The exercise →
Which lines in the entries below contain the word "black"? Copy each of them in full.
====== Data lines ======
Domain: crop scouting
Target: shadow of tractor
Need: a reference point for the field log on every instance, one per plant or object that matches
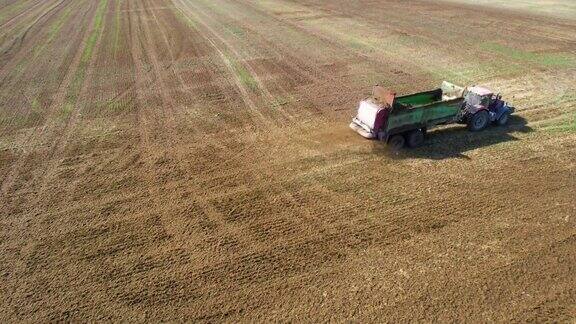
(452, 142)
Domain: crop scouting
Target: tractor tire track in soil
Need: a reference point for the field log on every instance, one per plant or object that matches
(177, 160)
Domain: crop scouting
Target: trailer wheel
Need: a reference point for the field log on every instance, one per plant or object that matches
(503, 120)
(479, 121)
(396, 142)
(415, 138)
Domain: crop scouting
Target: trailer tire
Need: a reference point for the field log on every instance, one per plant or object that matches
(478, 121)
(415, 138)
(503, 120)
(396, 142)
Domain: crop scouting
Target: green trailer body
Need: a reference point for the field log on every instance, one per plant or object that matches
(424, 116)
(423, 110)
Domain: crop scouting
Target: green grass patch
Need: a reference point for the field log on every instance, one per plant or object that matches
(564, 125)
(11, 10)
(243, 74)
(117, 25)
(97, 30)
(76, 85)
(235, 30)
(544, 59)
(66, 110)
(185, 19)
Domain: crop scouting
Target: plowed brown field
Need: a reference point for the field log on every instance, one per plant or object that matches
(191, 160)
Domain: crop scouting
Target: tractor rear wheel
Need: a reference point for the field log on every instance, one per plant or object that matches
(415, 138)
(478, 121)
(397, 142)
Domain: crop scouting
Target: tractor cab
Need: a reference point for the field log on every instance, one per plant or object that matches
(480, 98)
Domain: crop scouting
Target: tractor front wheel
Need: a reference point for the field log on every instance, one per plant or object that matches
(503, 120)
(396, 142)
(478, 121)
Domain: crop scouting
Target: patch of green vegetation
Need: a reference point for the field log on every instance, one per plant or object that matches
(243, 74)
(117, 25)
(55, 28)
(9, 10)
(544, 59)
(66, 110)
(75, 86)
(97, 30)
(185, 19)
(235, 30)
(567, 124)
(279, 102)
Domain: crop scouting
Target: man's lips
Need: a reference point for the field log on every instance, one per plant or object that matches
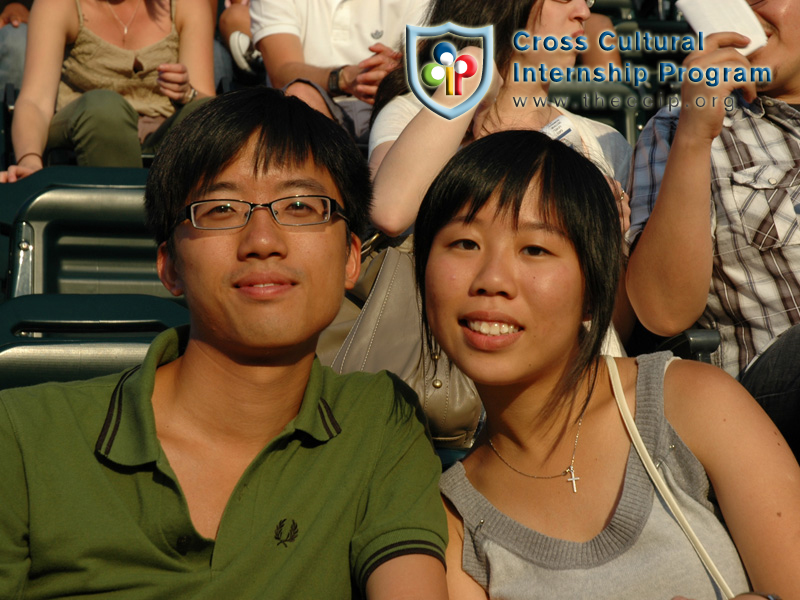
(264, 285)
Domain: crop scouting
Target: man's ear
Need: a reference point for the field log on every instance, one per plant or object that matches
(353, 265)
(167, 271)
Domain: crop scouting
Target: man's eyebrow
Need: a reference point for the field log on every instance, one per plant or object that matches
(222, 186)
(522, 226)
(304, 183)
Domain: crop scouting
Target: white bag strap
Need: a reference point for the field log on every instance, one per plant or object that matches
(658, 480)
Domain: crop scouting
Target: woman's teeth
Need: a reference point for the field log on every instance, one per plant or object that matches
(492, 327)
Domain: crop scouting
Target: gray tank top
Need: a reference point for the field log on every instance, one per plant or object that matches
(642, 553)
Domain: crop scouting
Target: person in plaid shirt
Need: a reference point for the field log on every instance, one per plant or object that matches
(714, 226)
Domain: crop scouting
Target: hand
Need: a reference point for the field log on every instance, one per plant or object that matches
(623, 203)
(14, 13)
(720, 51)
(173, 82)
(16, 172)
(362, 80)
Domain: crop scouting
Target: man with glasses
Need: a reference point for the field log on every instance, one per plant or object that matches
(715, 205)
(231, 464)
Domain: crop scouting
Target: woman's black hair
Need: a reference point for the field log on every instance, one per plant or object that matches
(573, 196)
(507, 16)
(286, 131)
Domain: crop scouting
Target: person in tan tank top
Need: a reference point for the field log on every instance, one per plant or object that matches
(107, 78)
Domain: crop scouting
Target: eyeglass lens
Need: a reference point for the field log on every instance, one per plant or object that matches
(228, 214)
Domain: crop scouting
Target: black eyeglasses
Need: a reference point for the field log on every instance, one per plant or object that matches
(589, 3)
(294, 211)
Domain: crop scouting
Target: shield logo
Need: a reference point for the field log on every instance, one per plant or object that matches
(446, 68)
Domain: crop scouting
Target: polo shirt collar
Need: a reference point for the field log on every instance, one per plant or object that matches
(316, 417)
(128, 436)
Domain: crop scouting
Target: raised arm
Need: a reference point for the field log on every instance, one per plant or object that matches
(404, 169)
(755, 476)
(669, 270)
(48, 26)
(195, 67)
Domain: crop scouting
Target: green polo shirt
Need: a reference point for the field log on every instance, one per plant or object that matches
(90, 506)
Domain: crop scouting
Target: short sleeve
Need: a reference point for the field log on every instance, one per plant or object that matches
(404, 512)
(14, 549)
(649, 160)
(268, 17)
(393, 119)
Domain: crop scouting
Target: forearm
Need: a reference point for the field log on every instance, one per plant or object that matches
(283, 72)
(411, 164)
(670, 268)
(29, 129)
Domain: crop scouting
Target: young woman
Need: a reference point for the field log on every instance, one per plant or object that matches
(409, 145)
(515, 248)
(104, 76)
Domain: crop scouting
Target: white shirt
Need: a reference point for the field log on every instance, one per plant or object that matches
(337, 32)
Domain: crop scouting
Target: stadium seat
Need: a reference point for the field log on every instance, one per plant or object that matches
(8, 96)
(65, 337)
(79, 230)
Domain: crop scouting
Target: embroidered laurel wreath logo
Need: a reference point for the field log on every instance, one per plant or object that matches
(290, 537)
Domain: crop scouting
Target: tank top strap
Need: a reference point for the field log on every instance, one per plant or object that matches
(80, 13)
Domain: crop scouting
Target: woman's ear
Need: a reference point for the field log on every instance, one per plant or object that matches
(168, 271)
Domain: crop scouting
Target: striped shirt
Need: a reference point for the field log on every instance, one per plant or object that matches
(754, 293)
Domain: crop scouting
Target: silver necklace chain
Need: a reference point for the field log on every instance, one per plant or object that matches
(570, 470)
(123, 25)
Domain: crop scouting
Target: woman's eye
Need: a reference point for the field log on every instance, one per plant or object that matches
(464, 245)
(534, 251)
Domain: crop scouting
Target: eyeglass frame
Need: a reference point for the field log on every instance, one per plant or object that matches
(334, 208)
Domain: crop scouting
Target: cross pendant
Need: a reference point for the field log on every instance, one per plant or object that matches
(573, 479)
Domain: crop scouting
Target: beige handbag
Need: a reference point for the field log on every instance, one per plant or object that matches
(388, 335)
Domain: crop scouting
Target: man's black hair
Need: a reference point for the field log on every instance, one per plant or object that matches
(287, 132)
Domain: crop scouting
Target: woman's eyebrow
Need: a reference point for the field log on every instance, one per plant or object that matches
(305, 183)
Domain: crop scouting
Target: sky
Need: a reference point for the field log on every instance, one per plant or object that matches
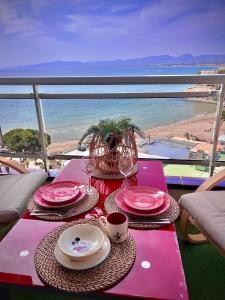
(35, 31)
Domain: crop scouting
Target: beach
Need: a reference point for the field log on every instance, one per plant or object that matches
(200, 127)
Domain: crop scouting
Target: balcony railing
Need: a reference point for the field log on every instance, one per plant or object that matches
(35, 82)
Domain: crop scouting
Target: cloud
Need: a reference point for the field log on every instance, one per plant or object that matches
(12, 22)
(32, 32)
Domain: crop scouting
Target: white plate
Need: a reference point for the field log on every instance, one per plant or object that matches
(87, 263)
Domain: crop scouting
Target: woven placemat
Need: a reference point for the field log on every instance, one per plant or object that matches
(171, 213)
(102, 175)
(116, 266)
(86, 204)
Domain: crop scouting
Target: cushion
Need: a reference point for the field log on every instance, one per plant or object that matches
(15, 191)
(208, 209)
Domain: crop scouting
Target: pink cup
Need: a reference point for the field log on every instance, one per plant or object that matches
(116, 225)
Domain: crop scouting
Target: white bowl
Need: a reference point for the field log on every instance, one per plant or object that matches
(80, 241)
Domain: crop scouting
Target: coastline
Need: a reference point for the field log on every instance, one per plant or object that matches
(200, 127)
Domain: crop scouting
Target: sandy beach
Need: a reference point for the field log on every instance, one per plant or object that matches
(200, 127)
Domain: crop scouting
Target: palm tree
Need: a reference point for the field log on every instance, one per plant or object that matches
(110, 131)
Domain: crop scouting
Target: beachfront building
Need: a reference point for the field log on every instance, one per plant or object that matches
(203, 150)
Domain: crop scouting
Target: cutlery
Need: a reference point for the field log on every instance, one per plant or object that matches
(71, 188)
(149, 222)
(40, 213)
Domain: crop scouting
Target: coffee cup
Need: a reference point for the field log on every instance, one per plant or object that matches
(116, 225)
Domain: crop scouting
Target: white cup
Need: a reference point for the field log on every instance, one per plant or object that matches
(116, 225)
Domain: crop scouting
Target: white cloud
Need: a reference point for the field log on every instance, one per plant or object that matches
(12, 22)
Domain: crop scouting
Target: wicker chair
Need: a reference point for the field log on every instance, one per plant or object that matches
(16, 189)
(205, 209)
======
====== Data lines ======
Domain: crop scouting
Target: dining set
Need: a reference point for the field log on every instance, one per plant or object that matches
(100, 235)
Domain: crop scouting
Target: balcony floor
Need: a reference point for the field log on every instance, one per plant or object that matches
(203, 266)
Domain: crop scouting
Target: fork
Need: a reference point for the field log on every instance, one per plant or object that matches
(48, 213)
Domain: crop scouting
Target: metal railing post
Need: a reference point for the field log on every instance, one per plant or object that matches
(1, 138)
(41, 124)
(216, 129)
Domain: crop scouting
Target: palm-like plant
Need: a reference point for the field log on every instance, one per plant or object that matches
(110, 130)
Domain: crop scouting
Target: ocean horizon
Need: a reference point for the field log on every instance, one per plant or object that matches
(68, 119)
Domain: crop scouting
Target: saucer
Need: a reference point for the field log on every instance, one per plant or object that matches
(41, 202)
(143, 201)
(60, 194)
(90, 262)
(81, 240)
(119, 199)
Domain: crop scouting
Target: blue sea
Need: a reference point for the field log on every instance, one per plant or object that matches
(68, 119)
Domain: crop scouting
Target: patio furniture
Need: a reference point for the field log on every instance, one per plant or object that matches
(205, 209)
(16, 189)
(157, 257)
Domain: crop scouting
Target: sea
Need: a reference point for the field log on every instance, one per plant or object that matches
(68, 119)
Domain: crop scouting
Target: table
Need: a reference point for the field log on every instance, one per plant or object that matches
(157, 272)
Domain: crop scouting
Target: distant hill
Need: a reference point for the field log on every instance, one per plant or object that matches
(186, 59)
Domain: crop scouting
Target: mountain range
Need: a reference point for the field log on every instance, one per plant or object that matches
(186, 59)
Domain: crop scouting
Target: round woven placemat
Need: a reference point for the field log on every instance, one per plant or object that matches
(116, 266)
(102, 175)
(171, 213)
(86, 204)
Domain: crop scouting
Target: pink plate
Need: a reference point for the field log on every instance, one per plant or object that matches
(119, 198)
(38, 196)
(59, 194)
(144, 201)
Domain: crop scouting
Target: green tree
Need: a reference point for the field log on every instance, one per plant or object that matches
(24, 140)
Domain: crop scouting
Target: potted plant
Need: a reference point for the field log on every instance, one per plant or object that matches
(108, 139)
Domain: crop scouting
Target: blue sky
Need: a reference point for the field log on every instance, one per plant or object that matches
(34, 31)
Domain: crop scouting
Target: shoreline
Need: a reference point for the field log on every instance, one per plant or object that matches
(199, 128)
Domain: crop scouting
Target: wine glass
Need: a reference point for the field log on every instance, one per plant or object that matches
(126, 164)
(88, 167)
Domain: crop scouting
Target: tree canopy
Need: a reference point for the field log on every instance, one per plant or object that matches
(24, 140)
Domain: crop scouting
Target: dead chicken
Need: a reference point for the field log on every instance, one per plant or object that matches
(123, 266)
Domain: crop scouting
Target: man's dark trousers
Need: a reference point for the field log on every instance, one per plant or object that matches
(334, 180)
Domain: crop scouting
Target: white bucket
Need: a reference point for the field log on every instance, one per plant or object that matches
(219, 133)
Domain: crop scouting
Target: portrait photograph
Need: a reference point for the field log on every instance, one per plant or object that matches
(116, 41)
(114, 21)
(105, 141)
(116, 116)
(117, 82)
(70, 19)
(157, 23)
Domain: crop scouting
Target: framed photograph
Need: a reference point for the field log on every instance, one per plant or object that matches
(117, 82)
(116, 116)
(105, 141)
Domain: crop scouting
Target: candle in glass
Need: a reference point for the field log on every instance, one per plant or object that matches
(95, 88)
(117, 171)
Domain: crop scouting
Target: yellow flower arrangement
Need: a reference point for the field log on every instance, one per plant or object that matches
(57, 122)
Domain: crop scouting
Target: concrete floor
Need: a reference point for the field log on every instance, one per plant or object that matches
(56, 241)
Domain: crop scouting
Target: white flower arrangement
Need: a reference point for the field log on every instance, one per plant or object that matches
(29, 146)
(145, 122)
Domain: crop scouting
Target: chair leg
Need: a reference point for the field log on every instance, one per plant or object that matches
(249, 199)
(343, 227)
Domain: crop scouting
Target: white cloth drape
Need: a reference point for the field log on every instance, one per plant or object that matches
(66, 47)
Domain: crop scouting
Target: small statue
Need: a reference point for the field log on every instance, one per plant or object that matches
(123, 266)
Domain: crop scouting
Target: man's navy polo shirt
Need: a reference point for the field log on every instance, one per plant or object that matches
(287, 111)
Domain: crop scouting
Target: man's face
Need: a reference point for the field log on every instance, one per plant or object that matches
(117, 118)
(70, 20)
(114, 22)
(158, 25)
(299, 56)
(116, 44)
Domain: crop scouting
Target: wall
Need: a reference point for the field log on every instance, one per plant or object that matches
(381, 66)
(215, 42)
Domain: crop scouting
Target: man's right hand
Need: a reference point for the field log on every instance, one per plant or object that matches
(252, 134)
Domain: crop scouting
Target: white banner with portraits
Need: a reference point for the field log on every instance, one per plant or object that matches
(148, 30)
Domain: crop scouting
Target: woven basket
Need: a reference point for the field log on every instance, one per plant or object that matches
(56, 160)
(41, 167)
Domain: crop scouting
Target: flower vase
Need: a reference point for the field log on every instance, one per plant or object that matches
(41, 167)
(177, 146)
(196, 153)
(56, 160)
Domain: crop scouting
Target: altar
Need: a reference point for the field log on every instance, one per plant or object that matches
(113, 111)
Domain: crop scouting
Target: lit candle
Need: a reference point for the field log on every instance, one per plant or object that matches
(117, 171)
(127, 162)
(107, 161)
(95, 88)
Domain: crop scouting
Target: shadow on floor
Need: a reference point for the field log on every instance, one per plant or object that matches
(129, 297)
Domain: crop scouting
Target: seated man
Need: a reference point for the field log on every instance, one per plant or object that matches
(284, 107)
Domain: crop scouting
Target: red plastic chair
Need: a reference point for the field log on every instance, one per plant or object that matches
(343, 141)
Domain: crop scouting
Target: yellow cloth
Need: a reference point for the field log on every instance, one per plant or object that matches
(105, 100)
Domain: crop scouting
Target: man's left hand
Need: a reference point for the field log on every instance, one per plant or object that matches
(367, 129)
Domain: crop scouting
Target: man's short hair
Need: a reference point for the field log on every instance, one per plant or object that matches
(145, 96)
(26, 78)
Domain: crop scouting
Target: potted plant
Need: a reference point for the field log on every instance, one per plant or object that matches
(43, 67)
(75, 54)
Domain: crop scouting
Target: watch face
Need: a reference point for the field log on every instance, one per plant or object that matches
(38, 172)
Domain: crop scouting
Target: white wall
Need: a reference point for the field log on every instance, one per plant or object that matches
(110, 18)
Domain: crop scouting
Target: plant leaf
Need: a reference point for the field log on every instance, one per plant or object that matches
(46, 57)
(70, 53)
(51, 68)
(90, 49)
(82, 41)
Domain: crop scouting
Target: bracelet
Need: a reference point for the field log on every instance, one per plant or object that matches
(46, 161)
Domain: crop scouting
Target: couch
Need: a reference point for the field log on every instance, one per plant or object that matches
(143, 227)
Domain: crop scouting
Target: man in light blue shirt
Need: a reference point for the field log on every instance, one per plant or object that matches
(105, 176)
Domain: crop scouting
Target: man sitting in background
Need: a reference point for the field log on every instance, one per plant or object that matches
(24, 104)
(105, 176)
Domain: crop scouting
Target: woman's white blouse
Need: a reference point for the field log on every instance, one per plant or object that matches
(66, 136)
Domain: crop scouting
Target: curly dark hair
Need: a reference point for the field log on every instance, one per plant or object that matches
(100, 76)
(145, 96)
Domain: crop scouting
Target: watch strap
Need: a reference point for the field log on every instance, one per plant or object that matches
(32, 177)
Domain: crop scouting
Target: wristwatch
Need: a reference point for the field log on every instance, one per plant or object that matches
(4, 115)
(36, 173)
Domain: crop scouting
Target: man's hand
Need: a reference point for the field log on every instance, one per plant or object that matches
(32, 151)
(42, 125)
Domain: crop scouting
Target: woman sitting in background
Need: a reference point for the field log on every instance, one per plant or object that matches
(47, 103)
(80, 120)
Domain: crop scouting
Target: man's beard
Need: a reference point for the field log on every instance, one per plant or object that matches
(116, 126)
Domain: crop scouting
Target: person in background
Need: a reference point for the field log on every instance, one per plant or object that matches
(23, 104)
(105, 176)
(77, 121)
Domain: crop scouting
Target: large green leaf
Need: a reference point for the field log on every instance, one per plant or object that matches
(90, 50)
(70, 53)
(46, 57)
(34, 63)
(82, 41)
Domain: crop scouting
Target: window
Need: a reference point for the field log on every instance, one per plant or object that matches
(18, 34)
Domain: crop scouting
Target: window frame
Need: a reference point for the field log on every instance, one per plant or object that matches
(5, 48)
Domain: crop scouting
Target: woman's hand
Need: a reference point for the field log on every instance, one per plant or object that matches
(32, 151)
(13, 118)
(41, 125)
======
====== Data lines ======
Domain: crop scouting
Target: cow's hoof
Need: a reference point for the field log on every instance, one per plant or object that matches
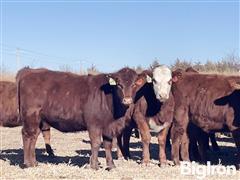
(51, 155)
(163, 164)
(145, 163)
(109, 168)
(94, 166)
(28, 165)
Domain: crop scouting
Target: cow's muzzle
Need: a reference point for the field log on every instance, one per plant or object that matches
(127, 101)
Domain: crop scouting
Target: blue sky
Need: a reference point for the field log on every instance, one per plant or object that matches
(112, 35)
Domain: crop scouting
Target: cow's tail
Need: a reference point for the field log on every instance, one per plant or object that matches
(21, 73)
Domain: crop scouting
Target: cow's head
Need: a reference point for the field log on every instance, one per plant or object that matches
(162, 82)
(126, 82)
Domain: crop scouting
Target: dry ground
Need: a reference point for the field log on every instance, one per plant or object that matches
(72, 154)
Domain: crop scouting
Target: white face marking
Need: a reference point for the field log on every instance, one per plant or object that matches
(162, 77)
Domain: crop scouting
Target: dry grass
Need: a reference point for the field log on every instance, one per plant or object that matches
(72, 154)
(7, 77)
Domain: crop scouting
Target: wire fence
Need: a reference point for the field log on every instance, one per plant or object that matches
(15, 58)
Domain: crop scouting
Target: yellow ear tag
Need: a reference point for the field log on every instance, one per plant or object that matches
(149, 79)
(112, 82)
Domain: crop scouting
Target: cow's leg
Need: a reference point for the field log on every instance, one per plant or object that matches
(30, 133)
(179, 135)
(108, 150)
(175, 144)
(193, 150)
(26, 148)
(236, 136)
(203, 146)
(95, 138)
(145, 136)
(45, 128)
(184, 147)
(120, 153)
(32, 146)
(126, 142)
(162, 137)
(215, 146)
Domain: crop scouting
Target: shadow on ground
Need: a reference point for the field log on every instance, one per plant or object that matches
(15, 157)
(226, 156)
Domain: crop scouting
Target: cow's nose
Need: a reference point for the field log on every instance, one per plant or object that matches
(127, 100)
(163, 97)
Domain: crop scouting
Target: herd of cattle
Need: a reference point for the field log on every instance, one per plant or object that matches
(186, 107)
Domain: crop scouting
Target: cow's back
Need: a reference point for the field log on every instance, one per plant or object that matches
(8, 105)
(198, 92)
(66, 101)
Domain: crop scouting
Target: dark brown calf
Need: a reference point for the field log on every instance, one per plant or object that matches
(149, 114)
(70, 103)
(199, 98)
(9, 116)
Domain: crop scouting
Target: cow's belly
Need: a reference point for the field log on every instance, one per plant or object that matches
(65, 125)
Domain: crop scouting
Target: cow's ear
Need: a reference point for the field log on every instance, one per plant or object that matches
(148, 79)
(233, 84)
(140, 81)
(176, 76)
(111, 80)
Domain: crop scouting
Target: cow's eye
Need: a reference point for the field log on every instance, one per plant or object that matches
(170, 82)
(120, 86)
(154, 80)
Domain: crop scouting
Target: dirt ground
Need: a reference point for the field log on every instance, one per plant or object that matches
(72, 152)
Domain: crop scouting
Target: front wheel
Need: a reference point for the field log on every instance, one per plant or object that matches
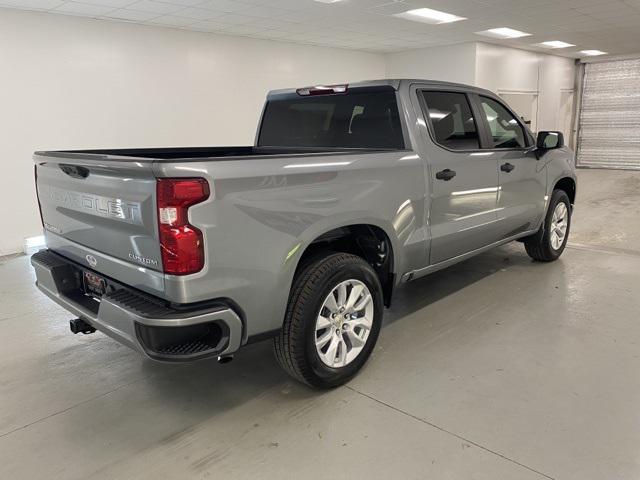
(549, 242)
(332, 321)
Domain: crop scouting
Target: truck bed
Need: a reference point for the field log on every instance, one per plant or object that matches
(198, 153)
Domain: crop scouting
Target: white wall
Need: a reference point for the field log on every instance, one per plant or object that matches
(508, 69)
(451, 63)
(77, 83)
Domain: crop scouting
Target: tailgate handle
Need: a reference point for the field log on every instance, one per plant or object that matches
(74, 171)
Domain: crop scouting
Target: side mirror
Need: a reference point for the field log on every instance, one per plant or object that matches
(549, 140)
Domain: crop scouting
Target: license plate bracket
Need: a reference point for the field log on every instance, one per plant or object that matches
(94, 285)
======
Worked answer →
Target: woman's black hair
Target: black eyeglasses
Target: man's black hair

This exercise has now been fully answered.